(Stored data entries)
◇ ◇ ◇ ◇ ◇ ◇ ◇
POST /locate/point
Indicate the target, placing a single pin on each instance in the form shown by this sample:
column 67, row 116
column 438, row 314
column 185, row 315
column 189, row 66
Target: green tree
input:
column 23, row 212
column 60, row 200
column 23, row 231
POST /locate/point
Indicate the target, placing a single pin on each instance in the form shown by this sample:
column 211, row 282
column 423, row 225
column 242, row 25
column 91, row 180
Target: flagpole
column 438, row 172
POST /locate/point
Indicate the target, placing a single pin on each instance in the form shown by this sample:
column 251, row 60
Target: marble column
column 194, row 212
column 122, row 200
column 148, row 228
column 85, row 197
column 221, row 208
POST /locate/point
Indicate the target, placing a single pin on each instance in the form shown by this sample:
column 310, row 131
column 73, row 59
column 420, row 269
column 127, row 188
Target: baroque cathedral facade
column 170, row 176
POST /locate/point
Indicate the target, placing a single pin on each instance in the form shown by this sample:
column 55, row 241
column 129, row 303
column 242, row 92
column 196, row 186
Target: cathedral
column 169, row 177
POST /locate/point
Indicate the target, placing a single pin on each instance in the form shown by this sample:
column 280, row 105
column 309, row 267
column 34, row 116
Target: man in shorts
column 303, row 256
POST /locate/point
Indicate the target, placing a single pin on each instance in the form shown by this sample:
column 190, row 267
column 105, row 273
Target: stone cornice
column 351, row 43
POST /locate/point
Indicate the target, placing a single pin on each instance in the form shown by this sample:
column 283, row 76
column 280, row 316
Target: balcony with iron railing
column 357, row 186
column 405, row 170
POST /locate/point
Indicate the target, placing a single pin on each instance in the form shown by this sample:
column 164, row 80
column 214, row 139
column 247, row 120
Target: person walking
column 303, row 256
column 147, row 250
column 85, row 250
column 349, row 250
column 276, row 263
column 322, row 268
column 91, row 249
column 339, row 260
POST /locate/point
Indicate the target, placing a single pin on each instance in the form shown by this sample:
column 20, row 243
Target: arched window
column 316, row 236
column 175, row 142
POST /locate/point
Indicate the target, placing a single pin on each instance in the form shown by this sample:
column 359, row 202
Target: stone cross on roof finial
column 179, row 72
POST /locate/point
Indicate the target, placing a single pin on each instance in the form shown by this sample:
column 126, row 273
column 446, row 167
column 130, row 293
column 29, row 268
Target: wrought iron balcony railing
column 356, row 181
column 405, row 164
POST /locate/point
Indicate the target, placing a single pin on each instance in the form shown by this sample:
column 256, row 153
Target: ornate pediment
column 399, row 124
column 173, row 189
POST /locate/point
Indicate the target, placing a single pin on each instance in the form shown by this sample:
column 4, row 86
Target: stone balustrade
◇ ◇ ◇ ◇ ◇ ◇ ◇
The lines to set down, exactly and with both ends included, run from the one containing "column 280, row 105" to the last line of the data above.

REPLY:
column 280, row 105
column 309, row 267
column 34, row 116
Target: man in shorts
column 303, row 256
POST /locate/point
Indicate the target, placing a single pin on each instance in the form shown by this sample:
column 190, row 267
column 105, row 273
Target: stone cornice
column 351, row 43
POST /locate/point
Indicate the target, placing a single pin on each instance in the form shown by this sample:
column 283, row 76
column 280, row 316
Target: balcony with iron railing
column 357, row 186
column 405, row 170
POST /locate/point
Indicate the target, placing a single pin on each instance in the form shown by this sample:
column 164, row 80
column 214, row 139
column 247, row 120
Target: person walking
column 303, row 256
column 147, row 250
column 85, row 250
column 349, row 250
column 276, row 263
column 322, row 268
column 91, row 249
column 339, row 260
POST /locate/point
Indicate the target, placing a single pin on each instance in the form shown by this sample:
column 20, row 243
Target: arched window
column 316, row 236
column 175, row 142
POST /locate/point
Indicate the target, placing a single pin on each instance in the form shown by this sample:
column 359, row 202
Target: stone cross on roof finial
column 179, row 72
POST /locate/point
Indicate the target, placing a single pin on each instance in the form shown by this sample:
column 126, row 273
column 446, row 167
column 130, row 293
column 29, row 268
Target: wrought iron balcony railing
column 356, row 181
column 405, row 164
POST /locate/point
Indicate the target, placing a single pin on each instance in the form shown by this sample:
column 256, row 153
Target: ornate pediment
column 399, row 124
column 173, row 189
POST /locate/point
Indicate the target, placing a single pin on each instance in the form shown by this sample:
column 4, row 86
Target: stone balustrade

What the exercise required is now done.